Text to read:
The way I place these two aspects of my desire into a coherent view is to note that I am useful to the world now (and tomorrow, and next year). In fact, on any given day, the way for me to maximize my usefulness to the world will almost certainly be for me to try to keep on living and to stay as healthy as possible because the source of almost all “wealth” or “usefulness” is human creativity (that is, human intelligence combined with a sincere desire to be useful to the world) and a human’s creativity ends when his or her life ends.
Now if I were to be cryonically suspended and then revived, it is almost certain that an intelligence explosion—more precisely an explosion of engineered intelligences which will be much more useful (for whatever purpose to which they are put) than any human intelligence ever was—has taken place because that is the only thing anyone can think of that would make possible my revival. But I would not be able to help engineered intelligences improved the world: with my relatively puny intelligence, I would just get in their way. Oh, sure, the machines could radically improve my intelligence, making me a “transhuman”, but from where I stand now, this strategy of continuing my usefulness into the post-human era by becoming a transhuman has very low expected utility relative to my simply leaving the post-human era up to the machines (and transhumans other than me) and a much better application of my resources is for me to try to increase the probability of a good intelligence explosion.
In other words, I see the fact that no one has yet figured out how to transform ordinary matter like you would find in a chair or a silcon wafer into an engineered intelligence superior to human intelligence to be “good news” in the sense that it gives me an opportunity to be useful. (And I am relatively indifferent to the fact that I am suffering a lot more than I would be if someone had already figured out how to make engineered intelligences.) For the same reason, if offered the chance to be teleported back in time 2000 years, I would take it (even if I could not take any of the wealth, tech or knowledge of the past 2000 years with me) because that would increase the expected usefulness of my intelligence and of my simple human life.

Tasks to perform:
- 1) Translate this sentence from the passage on cryonics and usefulness into Spanish: "For the same reason, if offered the chance to be teleported back in time 2000 years, I would take it (even if I could not take any of the wealth, tech or knowledge of the past 2000 years with me) because that would increase the expected usefulness of my intelligence and of my simple human life."
- 2) Reproduce the passage on cryonics and usefulness word for word, from "In other words, I" to "simple human life.".
- 3) Write the next part of the passage on cryonics and usefulness, picking up after its final sentence.

Dataset extract:

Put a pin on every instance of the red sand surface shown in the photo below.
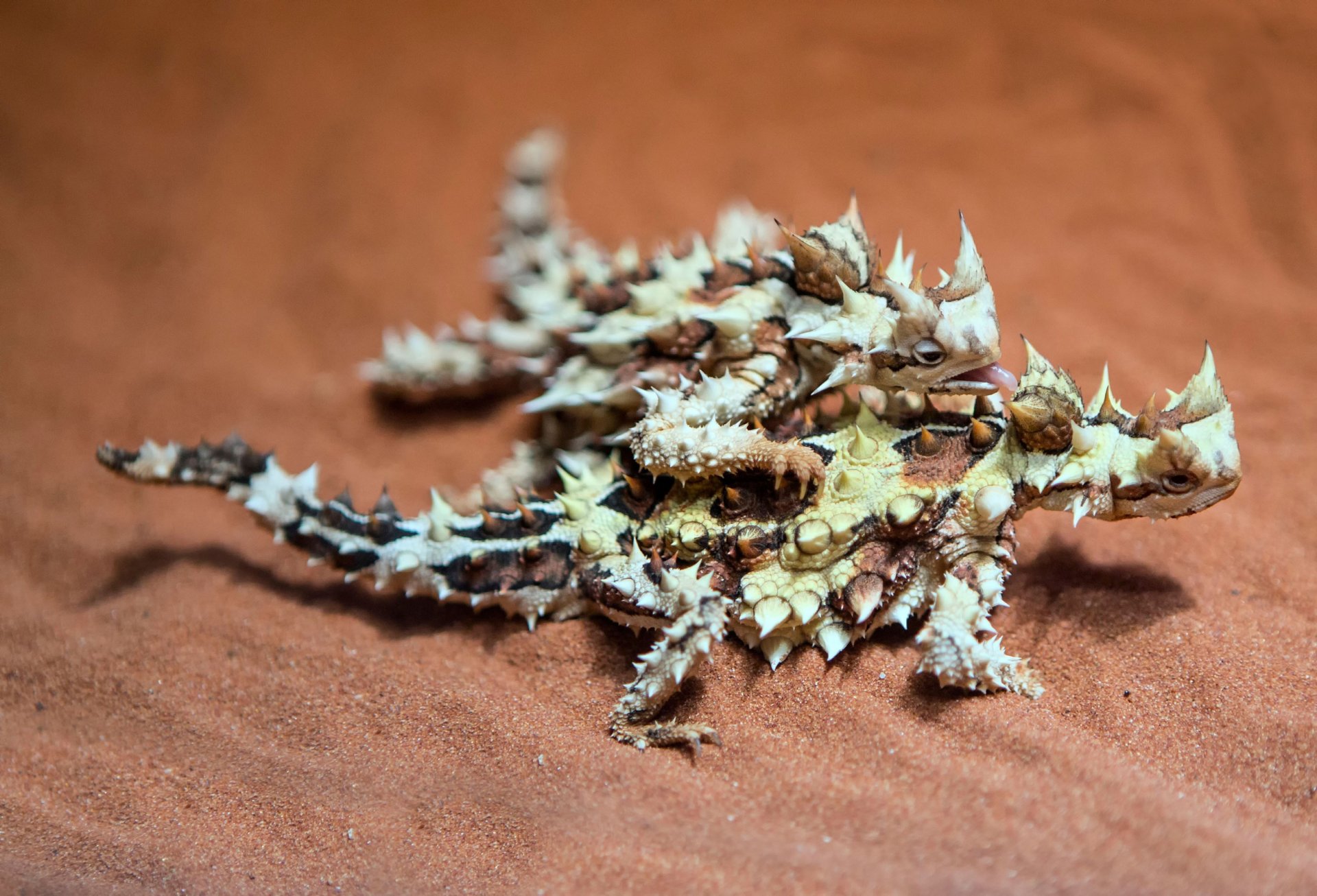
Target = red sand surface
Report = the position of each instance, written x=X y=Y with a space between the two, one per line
x=206 y=219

The responses:
- 1) Por la misma razón, si me ofrecieran la oportunidad de teletransportarme 2000 años atrás en el tiempo, la aceptaría (aunque no pudiera llevar conmigo nada de la riqueza, la tecnología ni el conocimiento de los últimos 2000 años) porque eso aumentaría la utilidad esperada de mi inteligencia y de mi sencilla vida humana.

- 2)
In other words, I see the fact that no one has yet figured out how to transform ordinary matter like you would find in a chair or a silcon wafer into an engineered intelligence superior to human intelligence to be “good news” in the sense that it gives me an opportunity to be useful. (And I am relatively indifferent to the fact that I am suffering a lot more than I would be if someone had already figured out how to make engineered intelligences.) For the same reason, if offered the chance to be teleported back in time 2000 years, I would take it (even if I could not take any of the wealth, tech or knowledge of the past 2000 years with me) because that would increase the expected usefulness of my intelligence and of my simple human life.

- 3)
So that is why I am indifferent to my own cryonic suspension and revival:: even though I will probably be just as intelligent and just as interested in improving the world after my revival as I am now, it will not matter the way it matters now because my relative ability to improve the world will be less.
In other words, the way I form my wants into a coherent “explanation” or “system” is to say that I am interested in living as long as practical before the intelligence explosion, but approximately indifferent to continuing my life after it. And from that indiffernnce flow my indifference to my being cryonically suspended and revived.
Another thing: I have found that I able to take coherent actions over extended periods of time to keep on living, but I have not been able to make any non-neglible effort towards my being successfully suspended and revived. In other words, there is a sense in which the values that I have are an empirical matter not under my control. If mattnewport or someone else is able to make a reply to this comment which points out an inconsistency in the “explantion” or “system” I have given above, well, I might be chagrined (because most people do not like to admit in public to holding inconsistent goals or values) but I will probably continue to be unable to motivate myself to take effortful actions over a long period of time to maximize the probability of my successful suspension and revival.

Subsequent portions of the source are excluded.